Objective: Reproduce every line of the records below verbatim, in the same order.

::::

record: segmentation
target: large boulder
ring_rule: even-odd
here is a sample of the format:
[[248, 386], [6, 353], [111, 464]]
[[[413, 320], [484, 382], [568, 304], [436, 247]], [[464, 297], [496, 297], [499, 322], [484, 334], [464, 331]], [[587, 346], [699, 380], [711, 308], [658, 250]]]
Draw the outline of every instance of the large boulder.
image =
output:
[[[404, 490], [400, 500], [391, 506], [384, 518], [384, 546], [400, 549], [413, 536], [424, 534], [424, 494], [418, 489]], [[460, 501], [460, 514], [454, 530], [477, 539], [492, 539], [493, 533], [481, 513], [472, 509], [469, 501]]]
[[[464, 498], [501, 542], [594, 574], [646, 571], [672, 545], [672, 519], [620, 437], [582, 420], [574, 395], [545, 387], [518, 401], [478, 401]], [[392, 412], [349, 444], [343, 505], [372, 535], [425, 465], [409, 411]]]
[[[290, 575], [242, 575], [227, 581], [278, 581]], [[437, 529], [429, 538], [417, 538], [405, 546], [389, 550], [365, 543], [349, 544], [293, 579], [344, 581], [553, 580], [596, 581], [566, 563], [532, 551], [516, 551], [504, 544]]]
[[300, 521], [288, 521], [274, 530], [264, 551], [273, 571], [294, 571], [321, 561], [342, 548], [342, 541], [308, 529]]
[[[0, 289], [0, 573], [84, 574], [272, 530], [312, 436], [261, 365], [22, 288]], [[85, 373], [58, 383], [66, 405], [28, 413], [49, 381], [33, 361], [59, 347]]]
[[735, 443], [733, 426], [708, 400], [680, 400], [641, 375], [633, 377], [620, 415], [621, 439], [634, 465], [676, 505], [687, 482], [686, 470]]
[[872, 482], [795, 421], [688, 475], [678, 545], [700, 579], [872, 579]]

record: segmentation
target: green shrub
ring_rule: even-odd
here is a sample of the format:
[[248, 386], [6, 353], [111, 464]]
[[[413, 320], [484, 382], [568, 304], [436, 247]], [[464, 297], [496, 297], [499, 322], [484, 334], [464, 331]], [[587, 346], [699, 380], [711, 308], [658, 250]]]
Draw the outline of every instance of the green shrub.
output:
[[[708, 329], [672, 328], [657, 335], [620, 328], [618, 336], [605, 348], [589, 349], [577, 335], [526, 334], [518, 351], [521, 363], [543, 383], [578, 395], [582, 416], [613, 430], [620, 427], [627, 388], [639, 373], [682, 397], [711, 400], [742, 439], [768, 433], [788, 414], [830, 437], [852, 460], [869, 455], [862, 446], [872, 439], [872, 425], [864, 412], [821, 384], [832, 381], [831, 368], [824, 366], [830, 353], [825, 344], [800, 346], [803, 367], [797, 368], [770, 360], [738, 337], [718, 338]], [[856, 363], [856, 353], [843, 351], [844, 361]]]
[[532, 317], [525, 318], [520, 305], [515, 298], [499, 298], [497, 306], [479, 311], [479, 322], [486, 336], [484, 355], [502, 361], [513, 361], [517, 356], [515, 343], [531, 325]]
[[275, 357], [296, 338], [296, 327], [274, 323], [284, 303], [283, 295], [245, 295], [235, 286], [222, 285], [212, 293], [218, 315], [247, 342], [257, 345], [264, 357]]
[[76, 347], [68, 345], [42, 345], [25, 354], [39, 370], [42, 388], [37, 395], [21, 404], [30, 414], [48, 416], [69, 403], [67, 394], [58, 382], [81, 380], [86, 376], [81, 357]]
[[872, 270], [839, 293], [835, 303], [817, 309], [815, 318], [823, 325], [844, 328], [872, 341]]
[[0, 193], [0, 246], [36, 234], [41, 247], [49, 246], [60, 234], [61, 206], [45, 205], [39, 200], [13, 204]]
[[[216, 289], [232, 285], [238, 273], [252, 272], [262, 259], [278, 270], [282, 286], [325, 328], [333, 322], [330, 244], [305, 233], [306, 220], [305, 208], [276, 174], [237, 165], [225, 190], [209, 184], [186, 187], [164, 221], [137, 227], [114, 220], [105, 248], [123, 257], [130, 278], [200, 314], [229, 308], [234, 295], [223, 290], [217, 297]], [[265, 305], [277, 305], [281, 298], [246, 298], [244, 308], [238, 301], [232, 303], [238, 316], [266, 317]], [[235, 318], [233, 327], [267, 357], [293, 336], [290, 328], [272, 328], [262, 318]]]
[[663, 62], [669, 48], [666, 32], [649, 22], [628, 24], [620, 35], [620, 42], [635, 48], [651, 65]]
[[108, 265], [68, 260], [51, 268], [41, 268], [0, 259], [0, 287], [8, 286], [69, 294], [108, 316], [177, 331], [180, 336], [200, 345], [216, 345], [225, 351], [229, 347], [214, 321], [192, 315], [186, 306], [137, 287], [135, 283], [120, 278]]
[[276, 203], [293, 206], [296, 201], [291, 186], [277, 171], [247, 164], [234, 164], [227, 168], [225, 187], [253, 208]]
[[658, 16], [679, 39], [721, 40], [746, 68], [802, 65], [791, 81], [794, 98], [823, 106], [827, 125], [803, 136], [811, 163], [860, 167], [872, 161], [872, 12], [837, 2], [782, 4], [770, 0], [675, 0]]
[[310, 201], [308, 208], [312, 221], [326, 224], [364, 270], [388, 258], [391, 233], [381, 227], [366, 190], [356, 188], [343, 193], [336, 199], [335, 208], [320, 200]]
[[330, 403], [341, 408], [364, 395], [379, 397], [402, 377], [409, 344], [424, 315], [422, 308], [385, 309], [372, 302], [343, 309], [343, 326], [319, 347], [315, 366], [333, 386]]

::::

Solution for this exercise:
record: segmentation
target: large boulder
ring_rule: even-odd
here is a sample of the format:
[[248, 386], [6, 353], [111, 464]]
[[[413, 320], [484, 382], [568, 304], [436, 247]], [[464, 297], [496, 297], [499, 322], [484, 334], [464, 331]], [[587, 346], [699, 380], [711, 308], [658, 250]]]
Draw the outline of every instance of the large boulder.
image =
output:
[[[404, 490], [400, 500], [391, 506], [384, 518], [384, 546], [400, 549], [413, 536], [424, 534], [424, 494], [418, 489]], [[460, 501], [460, 514], [454, 530], [477, 539], [492, 539], [493, 533], [481, 513], [472, 509], [469, 501]]]
[[[464, 498], [501, 542], [594, 574], [646, 571], [672, 545], [672, 519], [620, 437], [582, 420], [574, 395], [545, 387], [518, 401], [478, 401]], [[392, 412], [349, 444], [343, 505], [372, 535], [425, 465], [409, 411]]]
[[[290, 575], [242, 575], [227, 581], [278, 581]], [[437, 529], [429, 538], [417, 538], [405, 546], [389, 550], [365, 543], [349, 544], [293, 579], [344, 581], [553, 580], [596, 581], [566, 563], [532, 551], [516, 551], [504, 544]]]
[[300, 521], [288, 521], [274, 530], [264, 551], [273, 571], [294, 571], [321, 561], [342, 548], [342, 541], [308, 529]]
[[[0, 289], [0, 573], [84, 574], [272, 530], [312, 436], [261, 365], [22, 288]], [[85, 373], [58, 383], [66, 405], [28, 413], [49, 381], [33, 361], [59, 347]]]
[[735, 443], [733, 426], [708, 400], [680, 400], [641, 375], [633, 377], [620, 415], [621, 439], [634, 465], [676, 505], [687, 482], [686, 470]]
[[872, 482], [795, 421], [688, 475], [678, 545], [700, 579], [872, 579]]

record: segmentation
target: green shrub
ring_rule: even-odd
here is a sample of the format:
[[248, 386], [6, 353], [111, 464]]
[[[413, 320], [484, 382], [568, 304], [436, 247]], [[464, 297], [496, 297], [499, 322], [484, 334], [464, 331]], [[587, 346], [699, 380], [711, 308], [658, 250]]]
Draw the outline of every instance of the green shrub.
output:
[[[708, 329], [672, 328], [657, 335], [620, 328], [618, 336], [605, 348], [589, 349], [577, 335], [526, 334], [518, 351], [521, 363], [543, 383], [578, 395], [582, 416], [613, 430], [620, 427], [627, 388], [639, 373], [682, 397], [711, 400], [742, 439], [768, 433], [788, 414], [830, 437], [852, 460], [869, 455], [862, 446], [872, 439], [872, 425], [864, 412], [821, 384], [832, 381], [831, 368], [824, 366], [830, 353], [825, 344], [800, 346], [803, 367], [797, 368], [770, 360], [738, 337], [718, 338]], [[856, 363], [856, 353], [843, 351], [844, 361]]]
[[532, 317], [525, 318], [520, 305], [515, 298], [499, 298], [497, 306], [479, 311], [479, 322], [486, 336], [484, 355], [502, 361], [513, 361], [517, 356], [515, 343], [531, 325]]
[[275, 357], [296, 338], [296, 327], [274, 323], [284, 303], [283, 295], [245, 295], [235, 286], [222, 285], [212, 293], [218, 315], [247, 342], [257, 345], [264, 357]]
[[76, 347], [68, 345], [42, 345], [25, 354], [39, 370], [42, 388], [37, 395], [21, 404], [30, 414], [48, 416], [69, 403], [67, 394], [58, 382], [81, 380], [86, 376], [81, 357]]
[[872, 270], [839, 293], [835, 303], [817, 309], [815, 318], [823, 325], [844, 328], [872, 341]]
[[0, 193], [0, 246], [36, 234], [41, 247], [49, 246], [60, 234], [61, 206], [45, 205], [39, 200], [13, 204]]
[[[216, 289], [232, 285], [238, 273], [252, 272], [262, 259], [278, 270], [282, 286], [325, 328], [333, 322], [330, 244], [305, 233], [306, 220], [305, 208], [276, 174], [237, 165], [225, 190], [209, 184], [186, 187], [164, 221], [137, 227], [114, 220], [105, 248], [123, 257], [130, 278], [200, 314], [229, 308], [234, 295], [223, 290], [217, 297]], [[265, 305], [277, 305], [281, 298], [246, 298], [244, 308], [238, 301], [232, 303], [238, 316], [266, 317]], [[235, 318], [233, 327], [267, 357], [293, 336], [290, 328], [272, 328], [262, 318]]]
[[663, 62], [669, 48], [666, 32], [649, 22], [628, 24], [620, 35], [620, 42], [635, 48], [651, 65]]
[[108, 265], [68, 260], [51, 268], [41, 268], [0, 259], [0, 287], [8, 286], [69, 294], [108, 316], [177, 331], [180, 336], [200, 345], [216, 345], [225, 351], [229, 347], [214, 321], [192, 315], [186, 306], [137, 287], [135, 283], [120, 278]]
[[276, 203], [293, 206], [296, 201], [291, 186], [277, 171], [247, 164], [234, 164], [227, 168], [225, 187], [253, 208]]
[[658, 16], [679, 39], [721, 40], [746, 68], [802, 65], [791, 81], [794, 98], [823, 106], [827, 125], [803, 136], [811, 163], [860, 167], [872, 161], [872, 12], [837, 2], [782, 4], [770, 0], [675, 0]]
[[310, 201], [308, 208], [312, 221], [326, 224], [364, 270], [388, 258], [391, 233], [381, 227], [366, 190], [356, 188], [343, 193], [336, 199], [335, 208], [320, 200]]
[[330, 403], [341, 408], [364, 395], [379, 397], [402, 377], [409, 344], [424, 315], [422, 308], [385, 309], [372, 302], [343, 309], [343, 326], [319, 347], [315, 366], [333, 386]]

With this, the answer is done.